§ **Set problem**
From the records, pull out each line that contains the word "face" and copy those lines in their original order.

(Stored data)
● ● ● ●
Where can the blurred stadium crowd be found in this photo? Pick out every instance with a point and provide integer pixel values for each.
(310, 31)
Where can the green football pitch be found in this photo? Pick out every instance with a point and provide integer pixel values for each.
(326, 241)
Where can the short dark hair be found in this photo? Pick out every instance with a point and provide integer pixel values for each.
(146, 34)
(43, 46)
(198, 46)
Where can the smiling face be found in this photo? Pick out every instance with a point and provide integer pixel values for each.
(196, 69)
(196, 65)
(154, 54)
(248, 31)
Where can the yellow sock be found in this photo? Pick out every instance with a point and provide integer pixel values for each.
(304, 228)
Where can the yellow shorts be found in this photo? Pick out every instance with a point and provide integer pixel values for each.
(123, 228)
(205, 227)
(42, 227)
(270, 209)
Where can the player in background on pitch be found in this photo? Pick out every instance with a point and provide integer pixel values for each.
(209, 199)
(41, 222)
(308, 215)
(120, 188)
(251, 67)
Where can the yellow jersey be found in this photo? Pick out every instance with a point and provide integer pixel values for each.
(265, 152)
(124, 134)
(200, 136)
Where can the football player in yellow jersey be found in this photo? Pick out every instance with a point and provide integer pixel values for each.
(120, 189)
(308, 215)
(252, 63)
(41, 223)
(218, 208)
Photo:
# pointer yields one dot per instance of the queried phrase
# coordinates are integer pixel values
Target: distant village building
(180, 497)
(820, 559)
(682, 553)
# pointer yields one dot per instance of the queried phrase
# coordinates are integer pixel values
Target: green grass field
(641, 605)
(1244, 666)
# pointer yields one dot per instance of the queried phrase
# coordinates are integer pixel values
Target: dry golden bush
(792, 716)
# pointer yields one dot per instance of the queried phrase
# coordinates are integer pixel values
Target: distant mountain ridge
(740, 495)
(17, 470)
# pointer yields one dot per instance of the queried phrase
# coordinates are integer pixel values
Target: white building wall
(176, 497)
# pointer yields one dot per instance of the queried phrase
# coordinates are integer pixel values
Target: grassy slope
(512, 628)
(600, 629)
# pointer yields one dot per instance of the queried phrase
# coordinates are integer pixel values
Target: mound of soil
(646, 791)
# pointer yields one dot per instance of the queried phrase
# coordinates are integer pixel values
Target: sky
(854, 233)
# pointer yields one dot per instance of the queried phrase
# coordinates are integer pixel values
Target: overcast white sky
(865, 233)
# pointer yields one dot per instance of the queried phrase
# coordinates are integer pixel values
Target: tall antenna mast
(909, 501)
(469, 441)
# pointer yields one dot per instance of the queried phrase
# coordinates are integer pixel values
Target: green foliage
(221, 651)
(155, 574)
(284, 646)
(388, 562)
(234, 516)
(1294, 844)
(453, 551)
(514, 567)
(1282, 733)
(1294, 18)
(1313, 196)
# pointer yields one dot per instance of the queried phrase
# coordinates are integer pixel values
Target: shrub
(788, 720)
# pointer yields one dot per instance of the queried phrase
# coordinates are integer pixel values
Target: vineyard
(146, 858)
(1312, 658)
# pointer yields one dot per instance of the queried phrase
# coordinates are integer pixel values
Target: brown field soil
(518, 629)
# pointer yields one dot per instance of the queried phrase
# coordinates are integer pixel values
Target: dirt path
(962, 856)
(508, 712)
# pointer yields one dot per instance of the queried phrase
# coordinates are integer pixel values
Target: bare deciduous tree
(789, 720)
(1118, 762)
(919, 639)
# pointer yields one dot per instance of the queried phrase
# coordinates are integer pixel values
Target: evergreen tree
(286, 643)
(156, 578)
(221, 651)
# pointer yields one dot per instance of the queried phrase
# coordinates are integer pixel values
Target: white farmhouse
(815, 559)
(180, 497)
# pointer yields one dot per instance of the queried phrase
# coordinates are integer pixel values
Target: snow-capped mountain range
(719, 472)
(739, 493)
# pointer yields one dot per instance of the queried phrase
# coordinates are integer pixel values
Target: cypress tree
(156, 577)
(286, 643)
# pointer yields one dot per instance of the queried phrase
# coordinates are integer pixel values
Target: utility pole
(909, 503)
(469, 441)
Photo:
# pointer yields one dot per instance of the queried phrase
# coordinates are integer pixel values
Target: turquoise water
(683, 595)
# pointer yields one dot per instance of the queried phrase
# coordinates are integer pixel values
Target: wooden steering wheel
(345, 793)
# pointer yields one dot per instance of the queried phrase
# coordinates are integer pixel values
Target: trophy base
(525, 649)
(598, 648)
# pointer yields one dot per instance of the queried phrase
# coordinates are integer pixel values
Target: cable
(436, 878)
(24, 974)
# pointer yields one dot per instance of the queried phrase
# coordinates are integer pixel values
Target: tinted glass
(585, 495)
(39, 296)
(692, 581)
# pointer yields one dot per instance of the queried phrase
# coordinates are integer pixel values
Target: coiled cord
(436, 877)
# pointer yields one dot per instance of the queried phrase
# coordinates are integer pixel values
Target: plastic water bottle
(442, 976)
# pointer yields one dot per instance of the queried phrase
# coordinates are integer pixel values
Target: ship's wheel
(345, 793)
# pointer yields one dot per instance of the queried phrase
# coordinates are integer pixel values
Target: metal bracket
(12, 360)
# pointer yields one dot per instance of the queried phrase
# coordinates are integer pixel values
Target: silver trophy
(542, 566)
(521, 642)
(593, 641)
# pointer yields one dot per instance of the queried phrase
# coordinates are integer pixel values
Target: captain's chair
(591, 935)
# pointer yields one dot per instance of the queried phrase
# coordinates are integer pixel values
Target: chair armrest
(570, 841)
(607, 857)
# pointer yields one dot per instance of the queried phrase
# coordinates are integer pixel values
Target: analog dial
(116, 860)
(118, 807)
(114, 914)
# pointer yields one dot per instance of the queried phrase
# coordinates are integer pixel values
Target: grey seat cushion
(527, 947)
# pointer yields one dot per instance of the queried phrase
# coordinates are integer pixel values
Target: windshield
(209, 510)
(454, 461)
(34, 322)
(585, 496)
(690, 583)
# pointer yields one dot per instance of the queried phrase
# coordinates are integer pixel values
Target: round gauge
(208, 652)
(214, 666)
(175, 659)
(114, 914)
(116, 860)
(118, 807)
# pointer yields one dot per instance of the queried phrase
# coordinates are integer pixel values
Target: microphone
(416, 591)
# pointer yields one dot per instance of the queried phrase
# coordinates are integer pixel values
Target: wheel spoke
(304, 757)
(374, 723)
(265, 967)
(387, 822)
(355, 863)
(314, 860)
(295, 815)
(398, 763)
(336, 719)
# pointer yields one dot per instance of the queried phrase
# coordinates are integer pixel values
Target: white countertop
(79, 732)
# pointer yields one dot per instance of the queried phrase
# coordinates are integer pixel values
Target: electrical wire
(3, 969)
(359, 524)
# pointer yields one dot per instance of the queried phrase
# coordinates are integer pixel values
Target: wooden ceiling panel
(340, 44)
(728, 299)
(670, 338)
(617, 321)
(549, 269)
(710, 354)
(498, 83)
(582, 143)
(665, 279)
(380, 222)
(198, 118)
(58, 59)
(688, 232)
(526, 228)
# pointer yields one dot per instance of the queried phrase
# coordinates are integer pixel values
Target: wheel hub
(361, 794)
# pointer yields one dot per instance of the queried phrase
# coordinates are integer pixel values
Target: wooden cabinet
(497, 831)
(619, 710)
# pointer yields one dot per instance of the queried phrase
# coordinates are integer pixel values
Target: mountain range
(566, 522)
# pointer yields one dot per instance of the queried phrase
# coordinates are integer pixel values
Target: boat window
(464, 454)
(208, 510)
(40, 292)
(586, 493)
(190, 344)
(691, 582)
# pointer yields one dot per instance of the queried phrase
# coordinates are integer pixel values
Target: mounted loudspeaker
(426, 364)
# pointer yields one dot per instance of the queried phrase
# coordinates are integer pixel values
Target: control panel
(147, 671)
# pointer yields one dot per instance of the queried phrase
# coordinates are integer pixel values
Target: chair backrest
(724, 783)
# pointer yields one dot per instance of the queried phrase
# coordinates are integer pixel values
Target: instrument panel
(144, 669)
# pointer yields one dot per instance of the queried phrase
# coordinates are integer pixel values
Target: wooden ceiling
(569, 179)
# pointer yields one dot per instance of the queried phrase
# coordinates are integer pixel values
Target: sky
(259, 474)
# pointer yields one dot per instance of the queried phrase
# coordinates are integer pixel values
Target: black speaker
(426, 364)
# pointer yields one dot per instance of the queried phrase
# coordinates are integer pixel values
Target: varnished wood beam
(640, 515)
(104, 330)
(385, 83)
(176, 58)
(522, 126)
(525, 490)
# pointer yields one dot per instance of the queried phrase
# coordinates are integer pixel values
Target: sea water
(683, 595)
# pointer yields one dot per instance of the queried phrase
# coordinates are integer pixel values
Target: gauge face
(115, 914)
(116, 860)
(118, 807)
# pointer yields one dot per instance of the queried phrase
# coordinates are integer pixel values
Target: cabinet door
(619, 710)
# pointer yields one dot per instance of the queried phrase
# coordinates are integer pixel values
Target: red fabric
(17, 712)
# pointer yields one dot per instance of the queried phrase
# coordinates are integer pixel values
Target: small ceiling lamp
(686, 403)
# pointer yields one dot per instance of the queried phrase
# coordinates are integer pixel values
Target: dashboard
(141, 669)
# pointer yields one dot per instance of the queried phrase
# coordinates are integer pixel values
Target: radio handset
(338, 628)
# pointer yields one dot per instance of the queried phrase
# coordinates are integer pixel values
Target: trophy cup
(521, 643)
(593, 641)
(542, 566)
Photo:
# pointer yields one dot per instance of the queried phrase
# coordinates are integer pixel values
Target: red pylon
● ● ● ●
§ **Completed task**
Where can the smiling face be found in this photo? Pick out every instance with a point and provide integer pixel values for each.
Target: gauge face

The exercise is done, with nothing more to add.